*THE PROBLEM:* Return every line of the records below that contains the word "smartphone", matching case exactly.
◇ ◇ ◇
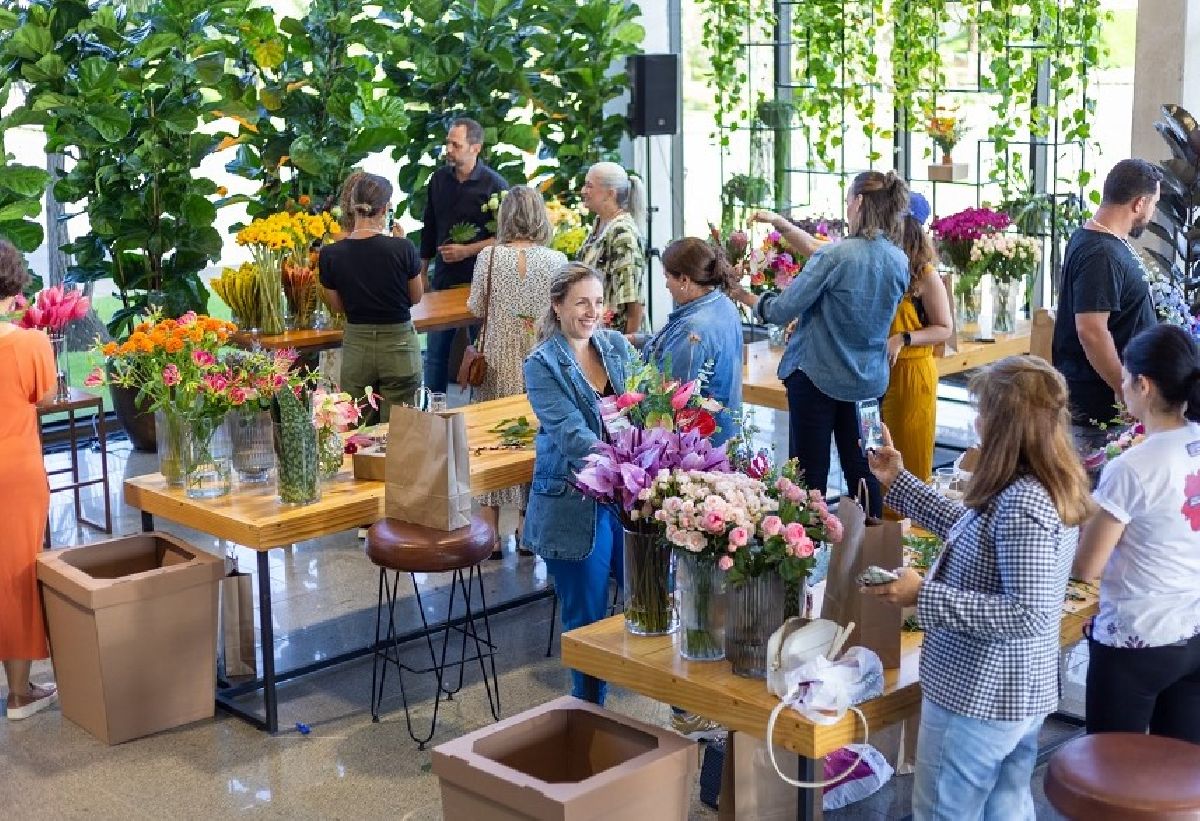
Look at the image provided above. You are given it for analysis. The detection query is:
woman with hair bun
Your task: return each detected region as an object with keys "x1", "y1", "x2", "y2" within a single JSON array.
[
  {"x1": 317, "y1": 172, "x2": 425, "y2": 424},
  {"x1": 1074, "y1": 325, "x2": 1200, "y2": 744},
  {"x1": 630, "y1": 236, "x2": 742, "y2": 444},
  {"x1": 578, "y1": 162, "x2": 646, "y2": 334},
  {"x1": 733, "y1": 172, "x2": 908, "y2": 516}
]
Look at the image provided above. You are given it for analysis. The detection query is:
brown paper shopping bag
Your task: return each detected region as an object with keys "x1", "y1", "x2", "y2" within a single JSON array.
[
  {"x1": 221, "y1": 565, "x2": 258, "y2": 678},
  {"x1": 821, "y1": 483, "x2": 904, "y2": 669},
  {"x1": 384, "y1": 406, "x2": 470, "y2": 531}
]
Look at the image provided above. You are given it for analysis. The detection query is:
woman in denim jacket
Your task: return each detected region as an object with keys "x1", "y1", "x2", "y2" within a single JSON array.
[
  {"x1": 523, "y1": 263, "x2": 637, "y2": 703},
  {"x1": 630, "y1": 236, "x2": 742, "y2": 444},
  {"x1": 864, "y1": 356, "x2": 1091, "y2": 821},
  {"x1": 734, "y1": 172, "x2": 908, "y2": 516}
]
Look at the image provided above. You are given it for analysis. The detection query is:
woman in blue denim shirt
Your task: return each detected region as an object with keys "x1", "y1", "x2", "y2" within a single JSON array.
[
  {"x1": 523, "y1": 263, "x2": 637, "y2": 703},
  {"x1": 734, "y1": 172, "x2": 908, "y2": 516},
  {"x1": 631, "y1": 236, "x2": 742, "y2": 444}
]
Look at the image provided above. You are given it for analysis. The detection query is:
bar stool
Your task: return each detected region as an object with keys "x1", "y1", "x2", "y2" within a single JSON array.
[
  {"x1": 366, "y1": 517, "x2": 500, "y2": 750},
  {"x1": 1045, "y1": 732, "x2": 1200, "y2": 821},
  {"x1": 37, "y1": 388, "x2": 113, "y2": 549}
]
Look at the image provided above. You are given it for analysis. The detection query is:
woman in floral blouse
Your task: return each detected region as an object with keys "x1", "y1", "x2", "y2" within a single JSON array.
[
  {"x1": 863, "y1": 356, "x2": 1091, "y2": 821},
  {"x1": 578, "y1": 162, "x2": 646, "y2": 334}
]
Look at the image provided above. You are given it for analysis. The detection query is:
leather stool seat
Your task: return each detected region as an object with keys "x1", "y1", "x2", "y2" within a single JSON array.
[
  {"x1": 1045, "y1": 732, "x2": 1200, "y2": 821},
  {"x1": 367, "y1": 517, "x2": 496, "y2": 573}
]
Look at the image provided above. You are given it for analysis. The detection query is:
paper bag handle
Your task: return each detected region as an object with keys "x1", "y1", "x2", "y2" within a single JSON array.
[{"x1": 767, "y1": 700, "x2": 870, "y2": 790}]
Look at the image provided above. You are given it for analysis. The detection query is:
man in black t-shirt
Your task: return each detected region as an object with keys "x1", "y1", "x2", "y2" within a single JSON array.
[
  {"x1": 421, "y1": 118, "x2": 509, "y2": 392},
  {"x1": 1054, "y1": 160, "x2": 1163, "y2": 451}
]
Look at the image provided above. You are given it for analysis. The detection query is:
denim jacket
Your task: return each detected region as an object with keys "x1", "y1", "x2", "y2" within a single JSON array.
[
  {"x1": 644, "y1": 290, "x2": 743, "y2": 444},
  {"x1": 523, "y1": 330, "x2": 637, "y2": 561},
  {"x1": 756, "y1": 236, "x2": 908, "y2": 402}
]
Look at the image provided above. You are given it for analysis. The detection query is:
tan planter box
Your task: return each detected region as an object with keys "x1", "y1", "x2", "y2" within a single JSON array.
[
  {"x1": 37, "y1": 533, "x2": 224, "y2": 744},
  {"x1": 433, "y1": 696, "x2": 698, "y2": 821}
]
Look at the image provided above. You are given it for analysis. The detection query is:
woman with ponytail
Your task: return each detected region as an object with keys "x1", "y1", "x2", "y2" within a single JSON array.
[
  {"x1": 630, "y1": 236, "x2": 742, "y2": 444},
  {"x1": 578, "y1": 162, "x2": 646, "y2": 334},
  {"x1": 1074, "y1": 325, "x2": 1200, "y2": 744},
  {"x1": 734, "y1": 172, "x2": 908, "y2": 516},
  {"x1": 317, "y1": 172, "x2": 425, "y2": 424}
]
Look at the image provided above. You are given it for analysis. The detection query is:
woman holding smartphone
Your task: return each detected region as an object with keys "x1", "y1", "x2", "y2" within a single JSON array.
[
  {"x1": 732, "y1": 172, "x2": 908, "y2": 516},
  {"x1": 863, "y1": 356, "x2": 1091, "y2": 821}
]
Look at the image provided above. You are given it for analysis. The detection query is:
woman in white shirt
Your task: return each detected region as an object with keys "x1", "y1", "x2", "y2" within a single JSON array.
[{"x1": 1074, "y1": 325, "x2": 1200, "y2": 744}]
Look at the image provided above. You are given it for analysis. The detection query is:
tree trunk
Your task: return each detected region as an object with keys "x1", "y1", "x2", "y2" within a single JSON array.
[{"x1": 46, "y1": 152, "x2": 109, "y2": 350}]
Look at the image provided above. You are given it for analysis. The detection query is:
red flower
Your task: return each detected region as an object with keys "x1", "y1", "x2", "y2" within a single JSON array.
[{"x1": 676, "y1": 408, "x2": 716, "y2": 436}]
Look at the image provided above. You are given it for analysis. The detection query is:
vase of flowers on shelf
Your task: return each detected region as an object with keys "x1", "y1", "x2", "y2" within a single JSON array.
[
  {"x1": 16, "y1": 286, "x2": 90, "y2": 402},
  {"x1": 722, "y1": 453, "x2": 842, "y2": 678},
  {"x1": 576, "y1": 364, "x2": 730, "y2": 635}
]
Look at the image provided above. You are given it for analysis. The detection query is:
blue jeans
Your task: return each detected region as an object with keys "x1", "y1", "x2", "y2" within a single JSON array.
[
  {"x1": 425, "y1": 325, "x2": 479, "y2": 394},
  {"x1": 912, "y1": 699, "x2": 1045, "y2": 821},
  {"x1": 544, "y1": 505, "x2": 625, "y2": 705}
]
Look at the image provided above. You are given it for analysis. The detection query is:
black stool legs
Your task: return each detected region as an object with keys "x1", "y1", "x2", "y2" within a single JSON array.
[{"x1": 371, "y1": 565, "x2": 500, "y2": 750}]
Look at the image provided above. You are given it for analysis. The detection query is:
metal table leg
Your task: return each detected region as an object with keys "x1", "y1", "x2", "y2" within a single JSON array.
[
  {"x1": 796, "y1": 755, "x2": 824, "y2": 821},
  {"x1": 258, "y1": 550, "x2": 280, "y2": 732}
]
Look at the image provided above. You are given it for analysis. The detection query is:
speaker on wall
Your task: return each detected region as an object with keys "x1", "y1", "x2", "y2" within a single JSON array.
[{"x1": 629, "y1": 54, "x2": 679, "y2": 137}]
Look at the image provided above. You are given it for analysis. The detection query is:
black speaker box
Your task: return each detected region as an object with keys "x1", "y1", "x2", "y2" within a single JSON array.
[{"x1": 629, "y1": 54, "x2": 679, "y2": 137}]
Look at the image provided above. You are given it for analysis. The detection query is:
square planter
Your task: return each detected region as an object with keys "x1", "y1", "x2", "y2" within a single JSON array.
[{"x1": 433, "y1": 696, "x2": 698, "y2": 821}]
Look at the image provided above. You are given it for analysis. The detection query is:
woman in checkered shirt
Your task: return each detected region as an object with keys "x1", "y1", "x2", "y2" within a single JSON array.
[{"x1": 864, "y1": 356, "x2": 1091, "y2": 821}]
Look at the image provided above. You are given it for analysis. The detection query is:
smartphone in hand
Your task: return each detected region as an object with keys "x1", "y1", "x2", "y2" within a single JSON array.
[{"x1": 856, "y1": 400, "x2": 883, "y2": 454}]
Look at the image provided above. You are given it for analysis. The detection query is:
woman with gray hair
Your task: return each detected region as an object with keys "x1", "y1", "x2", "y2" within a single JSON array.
[
  {"x1": 467, "y1": 185, "x2": 566, "y2": 558},
  {"x1": 578, "y1": 162, "x2": 646, "y2": 334}
]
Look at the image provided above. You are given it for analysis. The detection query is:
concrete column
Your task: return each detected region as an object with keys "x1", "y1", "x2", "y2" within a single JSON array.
[{"x1": 1132, "y1": 0, "x2": 1200, "y2": 161}]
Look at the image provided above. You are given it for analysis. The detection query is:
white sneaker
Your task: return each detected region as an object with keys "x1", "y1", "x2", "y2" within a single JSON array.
[{"x1": 8, "y1": 684, "x2": 59, "y2": 721}]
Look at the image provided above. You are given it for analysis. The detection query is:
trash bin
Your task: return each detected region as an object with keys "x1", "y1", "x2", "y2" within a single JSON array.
[
  {"x1": 37, "y1": 532, "x2": 224, "y2": 744},
  {"x1": 433, "y1": 696, "x2": 698, "y2": 821}
]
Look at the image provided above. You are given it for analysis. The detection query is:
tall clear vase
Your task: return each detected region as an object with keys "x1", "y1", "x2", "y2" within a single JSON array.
[
  {"x1": 676, "y1": 550, "x2": 726, "y2": 661},
  {"x1": 725, "y1": 573, "x2": 784, "y2": 678},
  {"x1": 624, "y1": 531, "x2": 679, "y2": 636},
  {"x1": 154, "y1": 408, "x2": 187, "y2": 487},
  {"x1": 229, "y1": 407, "x2": 275, "y2": 485}
]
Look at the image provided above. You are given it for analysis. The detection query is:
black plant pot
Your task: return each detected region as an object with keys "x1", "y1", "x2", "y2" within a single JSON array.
[{"x1": 109, "y1": 384, "x2": 158, "y2": 454}]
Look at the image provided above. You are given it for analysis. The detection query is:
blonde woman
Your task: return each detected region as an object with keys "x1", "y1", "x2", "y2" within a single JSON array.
[
  {"x1": 863, "y1": 356, "x2": 1091, "y2": 821},
  {"x1": 467, "y1": 185, "x2": 566, "y2": 558}
]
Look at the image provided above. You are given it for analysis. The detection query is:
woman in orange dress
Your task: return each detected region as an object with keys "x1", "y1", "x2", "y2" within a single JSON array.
[
  {"x1": 0, "y1": 240, "x2": 58, "y2": 719},
  {"x1": 881, "y1": 193, "x2": 950, "y2": 489}
]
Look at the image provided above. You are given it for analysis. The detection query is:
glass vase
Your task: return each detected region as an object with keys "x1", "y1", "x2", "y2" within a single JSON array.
[
  {"x1": 317, "y1": 427, "x2": 346, "y2": 481},
  {"x1": 154, "y1": 409, "x2": 187, "y2": 487},
  {"x1": 676, "y1": 550, "x2": 726, "y2": 661},
  {"x1": 49, "y1": 334, "x2": 71, "y2": 402},
  {"x1": 624, "y1": 531, "x2": 679, "y2": 636},
  {"x1": 725, "y1": 573, "x2": 784, "y2": 678},
  {"x1": 229, "y1": 407, "x2": 275, "y2": 485},
  {"x1": 180, "y1": 417, "x2": 233, "y2": 499},
  {"x1": 274, "y1": 390, "x2": 320, "y2": 504},
  {"x1": 991, "y1": 280, "x2": 1021, "y2": 334}
]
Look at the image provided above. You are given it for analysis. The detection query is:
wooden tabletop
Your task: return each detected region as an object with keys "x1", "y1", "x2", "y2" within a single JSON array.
[
  {"x1": 742, "y1": 323, "x2": 1030, "y2": 411},
  {"x1": 233, "y1": 288, "x2": 479, "y2": 350},
  {"x1": 125, "y1": 395, "x2": 536, "y2": 550}
]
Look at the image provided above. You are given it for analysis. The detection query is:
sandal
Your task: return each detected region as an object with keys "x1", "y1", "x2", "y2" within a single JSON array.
[{"x1": 8, "y1": 684, "x2": 59, "y2": 721}]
◇ ◇ ◇
*THE SOLUTION:*
woman holding smartphone
smartphone in hand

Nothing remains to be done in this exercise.